→ **WHAT YOU SHOULD DO**:
From the entries below, output the line with "point: green puffer" and each following line up to and including the line with "point: boy in red", exactly as written.

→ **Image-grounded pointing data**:

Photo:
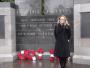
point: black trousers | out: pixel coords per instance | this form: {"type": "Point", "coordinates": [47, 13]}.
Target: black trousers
{"type": "Point", "coordinates": [63, 61]}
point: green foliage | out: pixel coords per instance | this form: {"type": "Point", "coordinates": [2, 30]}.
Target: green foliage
{"type": "Point", "coordinates": [42, 7]}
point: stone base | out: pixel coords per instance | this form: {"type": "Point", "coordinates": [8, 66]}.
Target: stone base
{"type": "Point", "coordinates": [79, 59]}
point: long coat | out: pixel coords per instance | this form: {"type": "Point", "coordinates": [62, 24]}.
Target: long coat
{"type": "Point", "coordinates": [62, 35]}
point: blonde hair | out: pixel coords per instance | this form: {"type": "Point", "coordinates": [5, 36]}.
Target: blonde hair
{"type": "Point", "coordinates": [66, 23]}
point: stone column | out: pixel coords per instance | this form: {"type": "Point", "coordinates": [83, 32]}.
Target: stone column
{"type": "Point", "coordinates": [81, 45]}
{"type": "Point", "coordinates": [8, 42]}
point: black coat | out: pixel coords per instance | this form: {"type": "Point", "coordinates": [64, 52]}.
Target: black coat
{"type": "Point", "coordinates": [62, 35]}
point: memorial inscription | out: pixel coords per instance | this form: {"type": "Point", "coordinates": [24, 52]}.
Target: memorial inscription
{"type": "Point", "coordinates": [35, 31]}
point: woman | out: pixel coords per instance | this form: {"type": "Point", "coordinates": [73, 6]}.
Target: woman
{"type": "Point", "coordinates": [62, 34]}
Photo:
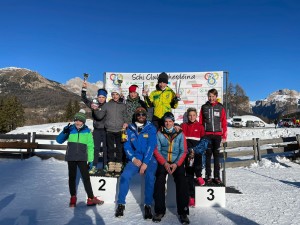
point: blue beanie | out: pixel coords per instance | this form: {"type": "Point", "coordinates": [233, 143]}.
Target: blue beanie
{"type": "Point", "coordinates": [102, 92]}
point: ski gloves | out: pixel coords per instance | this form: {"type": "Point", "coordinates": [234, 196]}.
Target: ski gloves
{"type": "Point", "coordinates": [202, 146]}
{"type": "Point", "coordinates": [90, 164]}
{"type": "Point", "coordinates": [67, 128]}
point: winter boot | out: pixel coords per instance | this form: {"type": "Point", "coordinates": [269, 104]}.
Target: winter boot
{"type": "Point", "coordinates": [73, 201]}
{"type": "Point", "coordinates": [157, 217]}
{"type": "Point", "coordinates": [208, 180]}
{"type": "Point", "coordinates": [93, 170]}
{"type": "Point", "coordinates": [94, 201]}
{"type": "Point", "coordinates": [110, 169]}
{"type": "Point", "coordinates": [217, 180]}
{"type": "Point", "coordinates": [148, 212]}
{"type": "Point", "coordinates": [118, 167]}
{"type": "Point", "coordinates": [184, 219]}
{"type": "Point", "coordinates": [192, 202]}
{"type": "Point", "coordinates": [111, 166]}
{"type": "Point", "coordinates": [200, 181]}
{"type": "Point", "coordinates": [120, 210]}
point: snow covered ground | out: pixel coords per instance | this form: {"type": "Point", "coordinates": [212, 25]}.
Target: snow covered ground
{"type": "Point", "coordinates": [35, 191]}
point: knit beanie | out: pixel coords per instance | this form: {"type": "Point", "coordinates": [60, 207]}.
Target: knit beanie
{"type": "Point", "coordinates": [133, 88]}
{"type": "Point", "coordinates": [163, 77]}
{"type": "Point", "coordinates": [140, 110]}
{"type": "Point", "coordinates": [168, 115]}
{"type": "Point", "coordinates": [102, 92]}
{"type": "Point", "coordinates": [80, 116]}
{"type": "Point", "coordinates": [116, 90]}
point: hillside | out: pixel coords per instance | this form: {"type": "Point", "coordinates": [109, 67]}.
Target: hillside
{"type": "Point", "coordinates": [41, 98]}
{"type": "Point", "coordinates": [277, 104]}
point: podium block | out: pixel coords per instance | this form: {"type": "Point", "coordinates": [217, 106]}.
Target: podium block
{"type": "Point", "coordinates": [210, 196]}
{"type": "Point", "coordinates": [106, 188]}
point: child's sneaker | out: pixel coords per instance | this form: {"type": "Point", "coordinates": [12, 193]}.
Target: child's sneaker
{"type": "Point", "coordinates": [73, 201]}
{"type": "Point", "coordinates": [111, 166]}
{"type": "Point", "coordinates": [118, 167]}
{"type": "Point", "coordinates": [93, 170]}
{"type": "Point", "coordinates": [200, 181]}
{"type": "Point", "coordinates": [120, 210]}
{"type": "Point", "coordinates": [192, 202]}
{"type": "Point", "coordinates": [184, 219]}
{"type": "Point", "coordinates": [94, 201]}
{"type": "Point", "coordinates": [217, 180]}
{"type": "Point", "coordinates": [208, 180]}
{"type": "Point", "coordinates": [148, 212]}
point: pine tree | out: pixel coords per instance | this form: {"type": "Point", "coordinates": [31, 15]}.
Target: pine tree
{"type": "Point", "coordinates": [69, 111]}
{"type": "Point", "coordinates": [12, 114]}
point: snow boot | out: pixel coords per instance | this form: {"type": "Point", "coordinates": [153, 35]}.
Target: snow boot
{"type": "Point", "coordinates": [93, 170]}
{"type": "Point", "coordinates": [111, 166]}
{"type": "Point", "coordinates": [94, 201]}
{"type": "Point", "coordinates": [118, 167]}
{"type": "Point", "coordinates": [148, 212]}
{"type": "Point", "coordinates": [184, 219]}
{"type": "Point", "coordinates": [200, 181]}
{"type": "Point", "coordinates": [120, 210]}
{"type": "Point", "coordinates": [73, 201]}
{"type": "Point", "coordinates": [208, 180]}
{"type": "Point", "coordinates": [157, 217]}
{"type": "Point", "coordinates": [192, 202]}
{"type": "Point", "coordinates": [217, 181]}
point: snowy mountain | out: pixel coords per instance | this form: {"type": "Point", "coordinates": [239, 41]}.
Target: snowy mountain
{"type": "Point", "coordinates": [74, 85]}
{"type": "Point", "coordinates": [35, 191]}
{"type": "Point", "coordinates": [278, 103]}
{"type": "Point", "coordinates": [41, 98]}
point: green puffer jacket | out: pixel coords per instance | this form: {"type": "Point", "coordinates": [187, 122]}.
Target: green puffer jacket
{"type": "Point", "coordinates": [80, 144]}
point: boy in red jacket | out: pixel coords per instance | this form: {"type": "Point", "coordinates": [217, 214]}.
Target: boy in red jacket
{"type": "Point", "coordinates": [213, 118]}
{"type": "Point", "coordinates": [193, 132]}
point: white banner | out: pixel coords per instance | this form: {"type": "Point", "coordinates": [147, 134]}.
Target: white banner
{"type": "Point", "coordinates": [193, 86]}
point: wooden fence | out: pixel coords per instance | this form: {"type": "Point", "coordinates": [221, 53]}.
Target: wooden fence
{"type": "Point", "coordinates": [29, 141]}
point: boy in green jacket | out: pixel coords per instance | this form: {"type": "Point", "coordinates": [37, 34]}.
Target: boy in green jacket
{"type": "Point", "coordinates": [80, 149]}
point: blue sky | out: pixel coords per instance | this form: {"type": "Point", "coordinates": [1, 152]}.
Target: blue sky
{"type": "Point", "coordinates": [256, 41]}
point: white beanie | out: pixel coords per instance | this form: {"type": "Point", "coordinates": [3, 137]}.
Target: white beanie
{"type": "Point", "coordinates": [116, 90]}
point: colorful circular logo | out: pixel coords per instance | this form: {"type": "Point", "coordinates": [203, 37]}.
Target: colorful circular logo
{"type": "Point", "coordinates": [211, 78]}
{"type": "Point", "coordinates": [117, 79]}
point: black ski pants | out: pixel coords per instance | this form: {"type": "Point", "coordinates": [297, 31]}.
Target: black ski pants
{"type": "Point", "coordinates": [99, 136]}
{"type": "Point", "coordinates": [82, 165]}
{"type": "Point", "coordinates": [213, 149]}
{"type": "Point", "coordinates": [114, 146]}
{"type": "Point", "coordinates": [182, 195]}
{"type": "Point", "coordinates": [191, 171]}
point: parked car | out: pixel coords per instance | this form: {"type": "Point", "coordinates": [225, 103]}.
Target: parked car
{"type": "Point", "coordinates": [241, 121]}
{"type": "Point", "coordinates": [287, 122]}
{"type": "Point", "coordinates": [258, 123]}
{"type": "Point", "coordinates": [249, 123]}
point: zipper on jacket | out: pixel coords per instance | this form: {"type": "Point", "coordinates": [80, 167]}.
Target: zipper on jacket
{"type": "Point", "coordinates": [212, 119]}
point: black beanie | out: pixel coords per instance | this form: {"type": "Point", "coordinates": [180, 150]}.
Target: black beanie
{"type": "Point", "coordinates": [163, 77]}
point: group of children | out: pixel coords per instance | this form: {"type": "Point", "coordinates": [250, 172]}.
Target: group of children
{"type": "Point", "coordinates": [109, 118]}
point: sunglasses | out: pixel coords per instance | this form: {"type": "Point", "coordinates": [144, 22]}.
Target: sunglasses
{"type": "Point", "coordinates": [141, 114]}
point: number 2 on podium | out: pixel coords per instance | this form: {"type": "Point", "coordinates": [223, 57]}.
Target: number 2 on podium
{"type": "Point", "coordinates": [102, 184]}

→ **PROBLEM SOLUTION**:
point: green puffer jacket | out: pixel coords per instance | this form: {"type": "Point", "coordinates": [187, 122]}.
Target: green puffer jacket
{"type": "Point", "coordinates": [80, 144]}
point: boy in red jacket | out: pixel coords per instance | this form: {"type": "Point", "coordinates": [217, 214]}.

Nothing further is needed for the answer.